**Article**
========
Un texte de Jocelyne Couture
Dossier : Le 11 septembre, un an après
Thèmes : États-Unis, Politique, Religion
Numéro : vol. 5 no. 1 Automne 2002 - Hiver 2003

Dans les jours qui ont suivi les attaques terroristes de septembre dernier, le président des États-Unis a dit beaucoup de choses, mais un message qu’il a martelé avec une insistance particulière est que les responsables de ces attaques étaient mus par leur haine de la démocratie, de la liberté et des droits de la personne. Laissant présager la répétition de tels attentats, le message a si bien nourri l’insécurité générale, qu’on en est venu à voir comme nécessaires la restriction des droits et des libertés civiles en terre américaine et l’instauration d’un ordre international dominé par des impératifs de surveillance, de répression de la dissidence... et par la force militaire étatsuniennes. Des terroristes et de leurs motivations, nous n’en savons guère plus aujourd’hui qu’au lendemain du 11 septembre, et de l’efficacité de la stratégie du gouvernement des États-Unis pour ce qui est d’éradiquer le terrorisme international, il nous est permis de douter un peu plus de jour en jour. Ce que nous découvrons un peu plus chaque jour, en revanche, c’est la dégradation que fait subir à la démocratie, à la liberté et aux droits humains, une stratégie dont le but déclaré est de les protéger.
========
**Extrait de données**
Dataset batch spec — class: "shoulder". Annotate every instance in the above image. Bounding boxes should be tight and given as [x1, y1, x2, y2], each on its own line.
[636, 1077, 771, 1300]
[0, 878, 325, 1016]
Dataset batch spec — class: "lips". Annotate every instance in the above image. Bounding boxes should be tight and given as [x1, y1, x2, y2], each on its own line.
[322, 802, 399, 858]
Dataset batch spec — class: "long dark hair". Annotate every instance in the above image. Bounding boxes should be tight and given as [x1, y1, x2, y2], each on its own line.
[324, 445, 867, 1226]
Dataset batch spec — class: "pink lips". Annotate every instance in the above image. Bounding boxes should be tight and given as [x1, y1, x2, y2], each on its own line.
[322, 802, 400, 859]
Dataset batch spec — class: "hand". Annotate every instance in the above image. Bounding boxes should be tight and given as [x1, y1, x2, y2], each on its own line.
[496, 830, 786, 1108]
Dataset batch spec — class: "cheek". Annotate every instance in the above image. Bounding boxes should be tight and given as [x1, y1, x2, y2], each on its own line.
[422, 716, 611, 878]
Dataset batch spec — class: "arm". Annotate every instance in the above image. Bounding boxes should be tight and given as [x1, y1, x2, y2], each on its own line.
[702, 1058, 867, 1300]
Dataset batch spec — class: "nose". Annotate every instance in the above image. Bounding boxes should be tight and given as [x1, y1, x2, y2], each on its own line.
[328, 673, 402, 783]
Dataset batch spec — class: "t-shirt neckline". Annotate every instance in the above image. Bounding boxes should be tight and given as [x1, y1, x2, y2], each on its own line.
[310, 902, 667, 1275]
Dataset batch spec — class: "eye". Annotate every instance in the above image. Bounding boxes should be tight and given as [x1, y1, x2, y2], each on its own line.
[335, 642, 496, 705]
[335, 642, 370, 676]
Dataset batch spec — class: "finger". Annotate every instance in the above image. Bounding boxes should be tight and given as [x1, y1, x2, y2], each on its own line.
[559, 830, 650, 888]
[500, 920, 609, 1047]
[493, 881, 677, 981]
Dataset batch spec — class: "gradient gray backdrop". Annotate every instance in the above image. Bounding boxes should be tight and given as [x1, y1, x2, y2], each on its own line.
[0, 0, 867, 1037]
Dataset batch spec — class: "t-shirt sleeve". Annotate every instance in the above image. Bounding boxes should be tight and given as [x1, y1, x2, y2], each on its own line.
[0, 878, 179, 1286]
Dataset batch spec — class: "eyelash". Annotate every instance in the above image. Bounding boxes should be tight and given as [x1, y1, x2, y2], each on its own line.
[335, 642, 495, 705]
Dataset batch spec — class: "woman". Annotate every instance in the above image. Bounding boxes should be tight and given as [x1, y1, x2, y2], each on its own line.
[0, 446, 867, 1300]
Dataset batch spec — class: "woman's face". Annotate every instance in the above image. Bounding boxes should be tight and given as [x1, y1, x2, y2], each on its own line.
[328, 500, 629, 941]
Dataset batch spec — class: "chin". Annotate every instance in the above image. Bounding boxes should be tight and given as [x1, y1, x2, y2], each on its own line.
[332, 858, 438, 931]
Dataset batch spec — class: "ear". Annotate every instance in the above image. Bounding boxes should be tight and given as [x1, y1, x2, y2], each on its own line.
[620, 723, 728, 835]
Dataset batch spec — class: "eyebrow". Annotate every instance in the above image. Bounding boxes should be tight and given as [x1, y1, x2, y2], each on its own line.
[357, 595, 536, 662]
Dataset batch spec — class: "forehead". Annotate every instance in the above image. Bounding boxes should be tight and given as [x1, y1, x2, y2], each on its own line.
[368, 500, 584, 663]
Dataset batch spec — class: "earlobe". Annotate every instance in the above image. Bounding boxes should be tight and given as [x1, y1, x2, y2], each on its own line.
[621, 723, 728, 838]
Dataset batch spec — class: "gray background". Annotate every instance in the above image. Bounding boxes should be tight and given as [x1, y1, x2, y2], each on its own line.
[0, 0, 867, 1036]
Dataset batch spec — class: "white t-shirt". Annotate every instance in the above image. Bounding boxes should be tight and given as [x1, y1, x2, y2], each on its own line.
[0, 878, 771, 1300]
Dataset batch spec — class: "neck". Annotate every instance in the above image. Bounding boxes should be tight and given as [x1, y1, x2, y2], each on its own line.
========
**Objectifs**
1. Présentez sous forme de liste numérotée les lignes des entrées, depuis leur début jusqu'à la ligne contenant "[496, 830, 786, 1108]" incluse, en omettant les lignes vides.
2. Prolongez le texte sur le 11 septembre à partir de sa dernière phrase.
Le texte et les entrées n'ont aucun rapport entre eux.

**Exercices corrigés**
1.
1. Dataset batch spec — class: "shoulder". Annotate every instance in the above image. Bounding boxes should be tight and given as [x1, y1, x2, y2], each on its own line.
2. [636, 1077, 771, 1300]
3. [0, 878, 325, 1016]
4. Dataset batch spec — class: "lips". Annotate every instance in the above image. Bounding boxes should be tight and given as [x1, y1, x2, y2], each on its own line.
5. [322, 802, 399, 858]
6. Dataset batch spec — class: "long dark hair". Annotate every instance in the above image. Bounding boxes should be tight and given as [x1, y1, x2, y2], each on its own line.
7. [324, 445, 867, 1226]
8. Dataset batch spec — class: "pink lips". Annotate every instance in the above image. Bounding boxes should be tight and given as [x1, y1, x2, y2], each on its own line.
9. [322, 802, 400, 859]
10. Dataset batch spec — class: "hand". Annotate every instance in the above image. Bounding boxes should be tight and given as [x1, y1, x2, y2], each on its own line.
11. [496, 830, 786, 1108]

2.
            Au sujet des mesures mises en place par les gouvernements pour lutter contrer le terrorisme, les intellectuels ne peuvent pas faire grand-chose. Le rôle qu’ils peuvent jouer, en cette matière comme en bien d’autres, se résume modestement à essayer de comprendre les décisions prises par ceux qui nous gouvernent, à analyser les conséquences de ces décisions sur la vie des individus et des sociétés et à amener les citoyens à réfléchir à leur condition, voire dans le meilleur des cas, à la prendre en main. S’il est modeste comparé au rôle que peuvent jouer les décideurs publics, le rôle des intellectuels n’en est pas moins une composante importante de la vie démocratique et il peut même devenir essentiel à la démocratie lorsque des événements inusités plongent une société dans la perplexité ou le désarroi. Pourtant, certains intellectuels ont soutenu que lorsqu’il s’agit des attentats du 11 septembre et de la réponse qu’y ont donnée les gouvernements, il serait dans l’intérêt de tous que les intellectuels renoncent à ce rôle.

Dans un article récent[1], un politologue étatsuniens de grande réputation, Michael Walzer, s’en prend à ceux qui croient que la lutte contre le terrorisme, pour être efficace et adéquate, doit s’appuyer sur une connaissance empirique du phénomène terroriste, de ses variantes et du contexte sociologique, politique ou économique qui favorise son apparition. Qu’y a-t-il donc de si répréhensible à vouloir d’abord comprendre le problème dont on recherche la solution? La réponse de Walzer est en deux volets. D’abord, nous dit-il, le terrorisme est un phénomène qui ne s’explique pas, sinon peut-être, par l’irrationalité ou la folie destructrice. Le terrorisme est un phénomène qui ne s’explique pas, dit-il, parce qu’il est moralement incompréhensible : étant un mal absolu il se situe au-delà de notre entendement[2]. De cela, nous devons conclure que les intellectuels qui cherchent à comprendre et à analyser le phénomène terroriste perdent et leur temps et celui de ceux à qui ils s’adressent. De cela, il faudrait conclure, aussi, que les moyens de lutter contre le terrorisme ne sont soumis qu’à une seule contrainte : puisqu’elle s’attaque à un mal radical, le seul défaut d’une lutte contre le terrorisme serait de ne pas être suffisamment radicale dans ses méthodes.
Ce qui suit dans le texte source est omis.